▶ [Exercise] From the entries below, copy every line that holds the word "building".

Given entries: Begin

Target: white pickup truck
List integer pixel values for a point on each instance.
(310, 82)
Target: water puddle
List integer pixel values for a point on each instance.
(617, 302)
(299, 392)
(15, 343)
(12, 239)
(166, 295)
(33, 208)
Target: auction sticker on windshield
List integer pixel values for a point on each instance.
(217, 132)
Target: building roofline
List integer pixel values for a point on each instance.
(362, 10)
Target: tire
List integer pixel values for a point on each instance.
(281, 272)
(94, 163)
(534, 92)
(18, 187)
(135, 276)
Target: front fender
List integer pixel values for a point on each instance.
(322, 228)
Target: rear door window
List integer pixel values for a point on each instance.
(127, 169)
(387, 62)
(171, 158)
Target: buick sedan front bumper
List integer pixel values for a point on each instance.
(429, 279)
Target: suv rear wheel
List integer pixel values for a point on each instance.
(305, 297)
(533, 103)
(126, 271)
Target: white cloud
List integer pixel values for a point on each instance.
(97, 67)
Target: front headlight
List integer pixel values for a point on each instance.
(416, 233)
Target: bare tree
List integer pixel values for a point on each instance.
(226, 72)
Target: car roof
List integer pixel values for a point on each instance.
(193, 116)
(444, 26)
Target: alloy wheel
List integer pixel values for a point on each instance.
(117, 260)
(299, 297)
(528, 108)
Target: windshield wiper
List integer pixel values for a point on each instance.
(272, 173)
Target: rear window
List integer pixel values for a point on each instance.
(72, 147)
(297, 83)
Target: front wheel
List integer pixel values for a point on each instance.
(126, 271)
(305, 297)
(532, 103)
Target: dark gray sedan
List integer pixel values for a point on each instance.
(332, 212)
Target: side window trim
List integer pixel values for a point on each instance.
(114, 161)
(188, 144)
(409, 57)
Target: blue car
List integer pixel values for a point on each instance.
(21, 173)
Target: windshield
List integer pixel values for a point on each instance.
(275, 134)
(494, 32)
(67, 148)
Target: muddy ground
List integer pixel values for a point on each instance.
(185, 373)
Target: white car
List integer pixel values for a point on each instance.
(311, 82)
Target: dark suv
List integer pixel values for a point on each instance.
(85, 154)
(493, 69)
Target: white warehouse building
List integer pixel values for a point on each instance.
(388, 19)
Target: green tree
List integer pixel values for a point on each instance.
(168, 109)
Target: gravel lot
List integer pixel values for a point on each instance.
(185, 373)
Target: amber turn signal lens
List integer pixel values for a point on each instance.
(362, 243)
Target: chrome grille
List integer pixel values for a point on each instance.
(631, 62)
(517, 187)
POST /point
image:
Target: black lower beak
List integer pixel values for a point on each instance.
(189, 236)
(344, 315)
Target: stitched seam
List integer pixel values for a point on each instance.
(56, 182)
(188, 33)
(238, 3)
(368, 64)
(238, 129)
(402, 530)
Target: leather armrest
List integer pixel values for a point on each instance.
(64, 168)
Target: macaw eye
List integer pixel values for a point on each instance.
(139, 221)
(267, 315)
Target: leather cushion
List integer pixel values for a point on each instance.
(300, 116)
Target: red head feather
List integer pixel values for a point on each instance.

Given entries: End

▶ [Task output]
Target: building roofline
Target: white warehouse building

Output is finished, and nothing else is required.